* _ACTIONS TO TAKE_
(a) Quote the passage from the dissolved oxygen sensor page starting at "Global Water's PC320 Dissolved Oxygen" and ending at "to record data.".
(b) According to the dissolved oxygen sensor page, below what dissolved oxygen level is aquatic life put under stress?

* _EXTRACT TO READ_
WQ401 Dissolved Oxygen Sensors

Overview ;
Overview

Overview

Product Features

Dissolved oxygen sensors and dissolved oxygen recorder.

  • Fully encapsulated electronics
  • 4-20 mA output
  • Marine grade cable with strain relief
  • Stainless steel housing
  • Replaceable DO element

Global Water's dissolved oxygen sensor is a rugged reliable water oxygen level measuring device.  The dissolved oxygen sensors are attached to 25' of marine grade cable, with lengths up to 500 ft available upon request.  The dissolved oxygen sensor output is 4-20 mA with a three wire configuration.  The dissolved oxygen sensor's electronics are completely encapsulated in marine grade epoxy within a stainless steel housing (online version has 1x8 inch PVC pipe nipple, threaded both ends with cap).  The dissolved oxygen sensor uses a removable shield and dissolved oxygen element for easy maintenance. 

Global Water's PC320 Dissolved Oxygen Controller to use the dissolved oxygen sensor's output to control pumps or alarms.  In addition Global Water offers GL500 dissolved oxygen recorder adds recording capabilities to the dissolved oxygen sensor.  The GL500 dissolved oxygen recorder connects to the dissolved oxygen sensor's 4-20mA output to record data. 

Why Measure DO?
Dissolved oxygen (DO) is the amount of oxygen (O2) dissolved in water.  Dissolved oxygen measurements provide one of the best indicators of the health of a water ecosystem, as oxygen is a necessary element for all forms of life, including aquatic life.  Oxygen enters water at the water surface through direct exchanges with the atmosphere.  It is also produced as a byproduct of plant and phytoplankton photosynthesis.  A decrease in dissolved oxygen levels is typically associated with an organic pollutant.  Dissolved oxygen is used by plants and animals for respiration, and by aerobic bacteria in the process of decomposition.  When organic matter (such as animal waste or improperly treated wastewater) enters a body of water, algae growth increases.  As the plant material dies off and decomposes, dissolved oxygen levels decrease.  If the water at the surface is not mixed with deeper water layers, the water's dissolved oxygen levels can become stratified.  Dissolved oxygen levels can also vary according to the time of day, weather, and temperature.  Dissolved oxygen in water can range from 0-18 parts per million (ppm), but most natural water systems require 5-6 ppm to support a diverse population.  As dissolved oxygen levels drop below 5.0 mg/L, aquatic life is put under stress.  As dissolved oxygen levels decrease, pollution-intolerant organisms are replaced by pollution-tolerant worms and fly larvae.  If dissolved oxygen levels fall below 1-2 mg/L for a few hours, large fish kills can result.

* _DATA UNDER STUDY_
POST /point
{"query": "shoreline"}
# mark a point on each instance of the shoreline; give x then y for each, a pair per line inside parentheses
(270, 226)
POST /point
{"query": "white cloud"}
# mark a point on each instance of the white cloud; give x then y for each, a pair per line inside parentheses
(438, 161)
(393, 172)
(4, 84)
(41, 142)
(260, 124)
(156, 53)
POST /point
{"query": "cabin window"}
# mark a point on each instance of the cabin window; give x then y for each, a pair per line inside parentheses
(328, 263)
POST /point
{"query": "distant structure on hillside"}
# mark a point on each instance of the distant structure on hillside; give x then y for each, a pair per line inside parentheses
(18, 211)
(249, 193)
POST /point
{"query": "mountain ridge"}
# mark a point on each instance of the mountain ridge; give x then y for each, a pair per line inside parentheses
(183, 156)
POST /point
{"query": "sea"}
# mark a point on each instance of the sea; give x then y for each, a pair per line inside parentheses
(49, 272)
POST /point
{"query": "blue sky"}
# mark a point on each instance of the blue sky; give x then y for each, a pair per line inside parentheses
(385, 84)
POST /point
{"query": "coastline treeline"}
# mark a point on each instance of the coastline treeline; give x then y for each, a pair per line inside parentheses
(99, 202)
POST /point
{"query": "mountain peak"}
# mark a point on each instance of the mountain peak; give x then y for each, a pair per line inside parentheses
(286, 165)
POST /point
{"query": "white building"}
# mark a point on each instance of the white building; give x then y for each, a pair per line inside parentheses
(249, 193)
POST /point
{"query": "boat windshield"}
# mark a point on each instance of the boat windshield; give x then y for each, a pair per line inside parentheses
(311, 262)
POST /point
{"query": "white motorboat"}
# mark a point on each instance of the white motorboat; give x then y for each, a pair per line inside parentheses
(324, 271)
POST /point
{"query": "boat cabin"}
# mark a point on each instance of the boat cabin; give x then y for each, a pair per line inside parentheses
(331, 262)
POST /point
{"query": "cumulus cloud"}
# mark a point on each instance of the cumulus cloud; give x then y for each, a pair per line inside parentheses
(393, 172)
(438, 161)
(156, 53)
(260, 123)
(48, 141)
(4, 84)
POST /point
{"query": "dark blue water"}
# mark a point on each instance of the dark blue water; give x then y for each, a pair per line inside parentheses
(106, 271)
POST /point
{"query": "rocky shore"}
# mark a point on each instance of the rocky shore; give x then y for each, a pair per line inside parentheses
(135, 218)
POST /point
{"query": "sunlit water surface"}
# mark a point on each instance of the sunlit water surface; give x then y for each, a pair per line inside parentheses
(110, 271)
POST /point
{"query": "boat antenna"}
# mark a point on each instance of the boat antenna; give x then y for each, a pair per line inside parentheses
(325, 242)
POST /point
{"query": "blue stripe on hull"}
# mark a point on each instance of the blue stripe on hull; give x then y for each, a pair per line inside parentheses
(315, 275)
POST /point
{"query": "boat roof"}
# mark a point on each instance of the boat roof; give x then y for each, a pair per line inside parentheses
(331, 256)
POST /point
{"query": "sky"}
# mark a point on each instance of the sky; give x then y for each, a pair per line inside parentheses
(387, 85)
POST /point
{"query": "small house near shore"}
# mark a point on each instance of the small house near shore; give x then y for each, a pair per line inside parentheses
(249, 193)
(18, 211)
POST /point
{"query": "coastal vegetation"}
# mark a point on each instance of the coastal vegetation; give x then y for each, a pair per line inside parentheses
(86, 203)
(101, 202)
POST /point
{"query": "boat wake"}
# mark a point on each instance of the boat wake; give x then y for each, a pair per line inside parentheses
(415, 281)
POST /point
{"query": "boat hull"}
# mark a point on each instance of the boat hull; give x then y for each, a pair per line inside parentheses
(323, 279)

* _SOLUTIONS PER TASK_
(a)
Global Water's PC320 Dissolved Oxygen Controller to use the dissolved oxygen sensor's output to control pumps or alarms.  In addition Global Water offers GL500 dissolved oxygen recorder adds recording capabilities to the dissolved oxygen sensor.  The GL500 dissolved oxygen recorder connects to the dissolved oxygen sensor's 4-20mA output to record data.

(b) Below 5.0 mg/L.